Records from a point labeling set
----

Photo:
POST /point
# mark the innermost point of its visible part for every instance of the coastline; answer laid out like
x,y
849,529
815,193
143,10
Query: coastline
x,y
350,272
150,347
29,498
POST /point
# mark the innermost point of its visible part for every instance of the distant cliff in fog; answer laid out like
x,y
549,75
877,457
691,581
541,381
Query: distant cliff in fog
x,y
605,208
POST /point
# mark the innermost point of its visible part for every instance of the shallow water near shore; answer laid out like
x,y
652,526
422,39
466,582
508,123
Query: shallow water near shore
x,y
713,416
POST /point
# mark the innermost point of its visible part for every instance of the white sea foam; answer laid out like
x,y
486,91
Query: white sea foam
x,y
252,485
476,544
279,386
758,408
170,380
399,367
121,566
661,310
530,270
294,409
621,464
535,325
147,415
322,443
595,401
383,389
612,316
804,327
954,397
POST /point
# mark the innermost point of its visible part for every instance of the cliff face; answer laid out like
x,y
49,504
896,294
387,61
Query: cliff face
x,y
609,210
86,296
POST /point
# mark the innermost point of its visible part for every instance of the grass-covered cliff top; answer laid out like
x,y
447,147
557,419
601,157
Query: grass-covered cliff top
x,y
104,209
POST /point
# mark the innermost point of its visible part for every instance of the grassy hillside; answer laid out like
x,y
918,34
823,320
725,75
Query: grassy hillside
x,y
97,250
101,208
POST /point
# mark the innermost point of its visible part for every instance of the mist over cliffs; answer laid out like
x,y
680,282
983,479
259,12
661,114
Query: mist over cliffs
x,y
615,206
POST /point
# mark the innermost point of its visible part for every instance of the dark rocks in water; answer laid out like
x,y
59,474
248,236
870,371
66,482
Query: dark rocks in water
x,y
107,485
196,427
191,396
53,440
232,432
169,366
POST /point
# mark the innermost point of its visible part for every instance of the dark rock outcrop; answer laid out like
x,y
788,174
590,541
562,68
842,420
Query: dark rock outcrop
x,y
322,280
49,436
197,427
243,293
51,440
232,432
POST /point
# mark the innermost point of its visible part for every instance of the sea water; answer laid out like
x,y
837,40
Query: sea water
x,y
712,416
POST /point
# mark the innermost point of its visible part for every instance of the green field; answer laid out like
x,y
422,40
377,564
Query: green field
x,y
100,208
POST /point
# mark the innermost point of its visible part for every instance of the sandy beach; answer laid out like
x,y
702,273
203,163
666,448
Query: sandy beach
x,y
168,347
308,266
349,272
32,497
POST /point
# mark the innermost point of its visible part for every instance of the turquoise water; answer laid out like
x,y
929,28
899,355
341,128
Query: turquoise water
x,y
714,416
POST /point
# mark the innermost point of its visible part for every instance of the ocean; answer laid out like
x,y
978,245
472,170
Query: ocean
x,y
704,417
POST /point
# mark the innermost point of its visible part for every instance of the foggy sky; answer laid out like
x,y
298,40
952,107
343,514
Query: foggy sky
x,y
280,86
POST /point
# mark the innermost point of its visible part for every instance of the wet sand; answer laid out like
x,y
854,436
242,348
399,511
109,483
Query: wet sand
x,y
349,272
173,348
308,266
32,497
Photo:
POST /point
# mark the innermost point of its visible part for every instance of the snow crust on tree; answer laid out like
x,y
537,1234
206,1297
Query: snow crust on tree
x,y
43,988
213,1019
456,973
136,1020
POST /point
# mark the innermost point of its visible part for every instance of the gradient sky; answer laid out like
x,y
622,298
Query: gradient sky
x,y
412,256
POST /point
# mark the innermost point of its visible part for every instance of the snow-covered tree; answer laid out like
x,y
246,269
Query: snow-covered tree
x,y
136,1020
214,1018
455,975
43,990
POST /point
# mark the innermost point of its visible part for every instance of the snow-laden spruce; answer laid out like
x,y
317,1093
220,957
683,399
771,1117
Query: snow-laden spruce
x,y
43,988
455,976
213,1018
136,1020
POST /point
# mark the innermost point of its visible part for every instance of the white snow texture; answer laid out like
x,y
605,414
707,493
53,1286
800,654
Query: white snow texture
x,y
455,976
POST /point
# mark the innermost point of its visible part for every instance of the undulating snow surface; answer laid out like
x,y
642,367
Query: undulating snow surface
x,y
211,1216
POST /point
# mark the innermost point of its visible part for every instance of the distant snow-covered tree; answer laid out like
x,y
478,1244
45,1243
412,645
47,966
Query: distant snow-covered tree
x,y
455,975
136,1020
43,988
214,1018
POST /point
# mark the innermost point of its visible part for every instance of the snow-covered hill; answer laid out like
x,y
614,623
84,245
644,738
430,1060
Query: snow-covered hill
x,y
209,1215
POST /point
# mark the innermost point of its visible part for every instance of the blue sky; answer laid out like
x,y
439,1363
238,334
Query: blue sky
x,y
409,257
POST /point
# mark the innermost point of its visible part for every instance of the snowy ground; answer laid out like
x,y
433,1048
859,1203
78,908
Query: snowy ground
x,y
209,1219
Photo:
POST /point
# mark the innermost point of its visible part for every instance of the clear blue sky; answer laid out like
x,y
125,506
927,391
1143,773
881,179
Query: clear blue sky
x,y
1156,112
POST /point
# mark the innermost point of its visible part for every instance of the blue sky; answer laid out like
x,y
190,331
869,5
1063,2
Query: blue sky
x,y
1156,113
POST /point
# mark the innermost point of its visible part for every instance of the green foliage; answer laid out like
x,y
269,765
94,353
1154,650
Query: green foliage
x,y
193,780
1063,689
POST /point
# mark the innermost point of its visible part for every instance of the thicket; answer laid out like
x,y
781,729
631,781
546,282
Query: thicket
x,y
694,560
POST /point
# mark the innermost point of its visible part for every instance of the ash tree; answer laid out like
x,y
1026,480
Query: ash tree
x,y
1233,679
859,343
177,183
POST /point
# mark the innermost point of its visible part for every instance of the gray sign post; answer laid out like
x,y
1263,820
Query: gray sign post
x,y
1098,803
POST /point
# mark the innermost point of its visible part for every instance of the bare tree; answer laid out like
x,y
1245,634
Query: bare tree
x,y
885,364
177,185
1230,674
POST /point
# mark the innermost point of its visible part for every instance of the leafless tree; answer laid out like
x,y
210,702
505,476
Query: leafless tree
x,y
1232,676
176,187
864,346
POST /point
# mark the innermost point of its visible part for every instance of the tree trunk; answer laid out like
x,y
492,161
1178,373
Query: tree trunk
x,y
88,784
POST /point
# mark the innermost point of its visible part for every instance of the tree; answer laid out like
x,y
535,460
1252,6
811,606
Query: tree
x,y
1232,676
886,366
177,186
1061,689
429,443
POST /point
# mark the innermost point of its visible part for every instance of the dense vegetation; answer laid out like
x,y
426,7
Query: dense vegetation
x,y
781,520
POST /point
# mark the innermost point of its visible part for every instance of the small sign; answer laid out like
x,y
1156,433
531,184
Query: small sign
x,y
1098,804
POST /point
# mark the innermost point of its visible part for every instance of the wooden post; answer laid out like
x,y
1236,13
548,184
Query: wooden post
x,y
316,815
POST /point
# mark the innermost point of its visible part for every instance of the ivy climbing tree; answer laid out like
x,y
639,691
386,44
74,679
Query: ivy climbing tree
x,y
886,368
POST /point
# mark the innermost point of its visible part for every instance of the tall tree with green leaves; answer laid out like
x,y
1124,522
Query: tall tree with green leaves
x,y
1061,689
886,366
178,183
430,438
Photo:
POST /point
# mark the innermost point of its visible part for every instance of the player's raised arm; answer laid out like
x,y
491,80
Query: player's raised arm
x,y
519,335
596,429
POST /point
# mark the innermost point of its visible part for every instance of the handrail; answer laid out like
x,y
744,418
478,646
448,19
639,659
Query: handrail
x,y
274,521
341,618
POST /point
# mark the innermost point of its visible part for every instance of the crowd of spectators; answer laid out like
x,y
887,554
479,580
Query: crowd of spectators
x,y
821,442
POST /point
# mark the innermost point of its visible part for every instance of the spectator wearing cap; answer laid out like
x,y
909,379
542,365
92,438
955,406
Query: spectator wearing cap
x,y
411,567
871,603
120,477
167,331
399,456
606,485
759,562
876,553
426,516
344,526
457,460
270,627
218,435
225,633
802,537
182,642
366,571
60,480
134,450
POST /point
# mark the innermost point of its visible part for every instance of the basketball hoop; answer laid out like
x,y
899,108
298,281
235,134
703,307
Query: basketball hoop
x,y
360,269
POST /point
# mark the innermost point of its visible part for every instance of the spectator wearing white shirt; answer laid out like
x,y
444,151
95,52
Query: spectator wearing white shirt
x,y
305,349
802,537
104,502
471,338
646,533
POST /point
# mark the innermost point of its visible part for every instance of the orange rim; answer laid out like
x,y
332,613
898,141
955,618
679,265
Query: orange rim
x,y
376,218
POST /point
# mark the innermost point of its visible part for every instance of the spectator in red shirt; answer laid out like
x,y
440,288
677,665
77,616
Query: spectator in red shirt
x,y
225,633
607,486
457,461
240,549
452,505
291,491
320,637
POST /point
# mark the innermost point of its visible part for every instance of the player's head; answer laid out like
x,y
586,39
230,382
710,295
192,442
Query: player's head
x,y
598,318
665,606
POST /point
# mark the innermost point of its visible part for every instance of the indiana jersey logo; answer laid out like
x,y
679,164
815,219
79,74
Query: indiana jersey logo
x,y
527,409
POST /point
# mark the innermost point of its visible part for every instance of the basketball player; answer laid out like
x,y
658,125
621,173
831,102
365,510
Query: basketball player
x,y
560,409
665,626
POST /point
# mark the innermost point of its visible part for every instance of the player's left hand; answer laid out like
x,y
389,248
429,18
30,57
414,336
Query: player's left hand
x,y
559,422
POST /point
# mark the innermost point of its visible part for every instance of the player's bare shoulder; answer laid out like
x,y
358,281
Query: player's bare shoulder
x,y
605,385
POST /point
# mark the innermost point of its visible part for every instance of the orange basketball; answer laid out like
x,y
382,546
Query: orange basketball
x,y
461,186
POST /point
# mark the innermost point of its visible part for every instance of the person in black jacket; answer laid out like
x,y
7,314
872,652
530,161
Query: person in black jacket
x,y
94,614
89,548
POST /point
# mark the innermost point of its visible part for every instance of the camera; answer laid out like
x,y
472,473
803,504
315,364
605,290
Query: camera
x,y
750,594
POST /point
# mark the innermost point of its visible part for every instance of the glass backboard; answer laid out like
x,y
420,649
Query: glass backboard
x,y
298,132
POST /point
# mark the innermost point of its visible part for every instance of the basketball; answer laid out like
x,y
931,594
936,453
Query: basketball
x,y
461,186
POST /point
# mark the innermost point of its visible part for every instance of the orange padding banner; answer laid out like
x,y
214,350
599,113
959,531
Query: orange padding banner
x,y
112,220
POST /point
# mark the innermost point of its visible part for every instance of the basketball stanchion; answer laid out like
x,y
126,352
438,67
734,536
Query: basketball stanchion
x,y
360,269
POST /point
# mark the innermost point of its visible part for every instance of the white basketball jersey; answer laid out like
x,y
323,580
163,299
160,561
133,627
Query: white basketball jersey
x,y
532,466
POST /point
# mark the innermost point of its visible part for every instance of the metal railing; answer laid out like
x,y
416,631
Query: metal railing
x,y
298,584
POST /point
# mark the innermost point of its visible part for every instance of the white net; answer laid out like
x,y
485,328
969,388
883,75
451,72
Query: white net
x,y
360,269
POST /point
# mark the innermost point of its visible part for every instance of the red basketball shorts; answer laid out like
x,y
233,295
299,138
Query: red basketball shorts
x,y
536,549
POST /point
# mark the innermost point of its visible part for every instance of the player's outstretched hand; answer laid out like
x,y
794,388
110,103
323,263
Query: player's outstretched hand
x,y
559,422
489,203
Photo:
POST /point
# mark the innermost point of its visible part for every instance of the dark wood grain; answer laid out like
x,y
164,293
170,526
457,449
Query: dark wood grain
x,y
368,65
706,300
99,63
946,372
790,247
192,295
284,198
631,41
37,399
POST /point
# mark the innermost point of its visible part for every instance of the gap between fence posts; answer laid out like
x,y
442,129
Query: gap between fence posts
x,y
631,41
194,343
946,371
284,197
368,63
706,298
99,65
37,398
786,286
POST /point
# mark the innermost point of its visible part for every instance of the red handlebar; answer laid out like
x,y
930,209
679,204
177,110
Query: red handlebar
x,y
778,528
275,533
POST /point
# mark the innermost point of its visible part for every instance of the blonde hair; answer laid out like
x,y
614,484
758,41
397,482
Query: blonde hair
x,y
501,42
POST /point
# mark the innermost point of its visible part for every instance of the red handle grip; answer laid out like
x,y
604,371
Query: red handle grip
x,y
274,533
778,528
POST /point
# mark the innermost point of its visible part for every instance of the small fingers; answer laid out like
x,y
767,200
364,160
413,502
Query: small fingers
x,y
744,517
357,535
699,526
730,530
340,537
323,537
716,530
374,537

----

**Written task**
Return every line of the data that contains the string "crust".

**Solution**
# mark the innermost point of its visible part for every instance of the snow crust on tree; answer laid out like
Query: snow crust on tree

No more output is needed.